Énoncé de la tâche
Répondez brièvement à ces questions portant sur le texte consacré à la T2A.
(a) Selon Frédéric Pierru, quel service la T2A a-t-elle valorisé ?
(b) Sur les prix de quels établissements a-t-on voulu aligner tous les prix ?
(c) À quelle date l'Académie nationale de médecine a-t-elle publié son rapport sur l'Assurance maladie ?

Texte de lecture
□ □ □ □ □ □ □

Frédéric Pierru est sociologue, chargé de recherches au CNRS et spécialiste des hôpitaux. Pour lui, la T2A comporte malgré tout des aspects positifs : “Pour certaines spécificités médicales, très techniques, la T2A a été bénéfique : elle a par exemple valorisé le service de la chirurgie.” Évidemment, cet atout cache une grosse faiblesse : la T2A défavorise les pratiques moins techniques, comme la médecine “intellectuelle”, qui demande une interaction avec le patient. La diabétologie est une grande perdante, par exemple. Plus l’activité est technique, plus elle est “industrialisable”, plus elle est valorisable. Les médecines pour les maladies chroniques sont mal valorisées. L’accompagnement et la parole sont délaissés. On soigne à la chaîne. Les hôpitaux sont devenus des usines à soins. [La T2A] déshumanise la médecine.”

Ainsi, la T2A, pensée par des ingénieurs, insufflerait au monde hospitalier une logique d’entreprise, une logique industrielle. Cela s’explique par le constat qui a conduit à sa création : la nécessité de la convergence public/privé. Le sociologue explique : Pour les défenseurs de la T2A, il n’y avait pas de raison pour qu’une opération soit plus chère à l’hôpital que dans la clinique d’à côté. On a voulu aligner tous les prix sur ceux des cliniques. Mais du coup les cliniques ont délaissé certaines activités moins rentables. C’est la politique de la niche : on sélectionne les patients. L’hôpital, lui, est obligé de réaliser toutes les opérations et hospitalisations : il récupère les patients les plus lourds ou les polypathologies.”

“À l’encontre de l’intérêt général”

Dans un rapport sur l’Assurance maladie publié le 22 juin 2010, l’Académie nationale de médecine indiquait : “Nous sommes confrontés au fait que le recours aux soins s’est peu à peu transformé en consommation médicale, et le patient en usager. (…) La T2A est inflationniste, comme l’a montré un rapport de l’Inspection générale des affaires sociales et de l’Inspection générale des finances, ainsi que l’expérience nord-américaine. Elle va donc à l’encontre de l’intérêt général. (…) Elle repose sur des mesures (imparfaites) de l’activité médicale, elle ne permet aucun jugement sur l’utilité et la qualité médicales de cette activité.”

□ □ □ □ □ □ □

Descriptions d'objets en texte libre:
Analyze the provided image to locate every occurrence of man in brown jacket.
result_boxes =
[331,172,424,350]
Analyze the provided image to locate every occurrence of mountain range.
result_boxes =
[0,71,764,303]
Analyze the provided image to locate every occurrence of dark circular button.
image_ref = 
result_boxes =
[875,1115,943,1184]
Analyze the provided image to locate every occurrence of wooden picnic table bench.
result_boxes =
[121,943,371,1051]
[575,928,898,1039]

□ □ □ □ □ □ □

Corrigé
(a) Le service de la chirurgie.
(b) Sur ceux des cliniques.
(c) Le 22 juin 2010.